[START OF Task data]

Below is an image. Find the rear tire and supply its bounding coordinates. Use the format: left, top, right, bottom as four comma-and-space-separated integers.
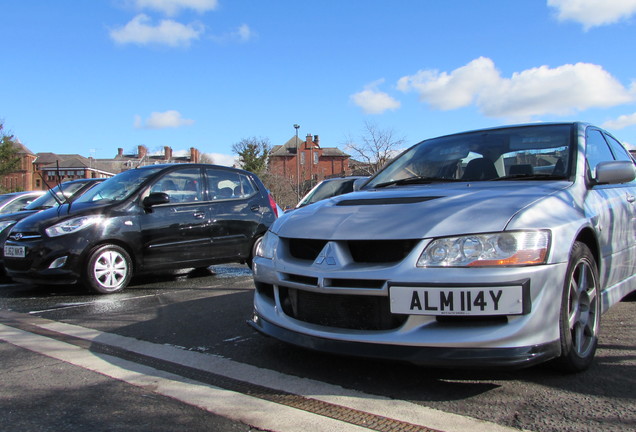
85, 244, 132, 294
556, 242, 601, 373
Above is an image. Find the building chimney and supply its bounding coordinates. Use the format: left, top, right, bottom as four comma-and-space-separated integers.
137, 145, 148, 159
190, 147, 199, 163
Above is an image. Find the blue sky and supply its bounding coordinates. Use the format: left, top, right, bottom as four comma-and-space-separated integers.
0, 0, 636, 164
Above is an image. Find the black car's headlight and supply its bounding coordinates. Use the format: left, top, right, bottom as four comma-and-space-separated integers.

[END OF Task data]

Reproduce the listing above line for line, with no changes to the wording, and leave the pictures out.

Below is an image. Find the rear tire and supply its bounding coordinates. Use the format: left, top, right, bottom as four comma-and-space-separated integers.
85, 244, 132, 294
556, 242, 601, 373
Above is an image. Find the building chimney and supply its bounding coordinates. Use the format: left, top, right, bottom as four comma-and-space-separated integers.
137, 145, 148, 159
190, 147, 199, 163
Above is an image. Find the blue sky and supply its bounding coordinates. Use the format: left, top, right, bottom as four comma-and-space-separated integers.
0, 0, 636, 164
Above is an image. Find the black car's headlight and supply its bounding coordinates. Use the format: left, top, right, bottom as four comma-and-space-separated integers.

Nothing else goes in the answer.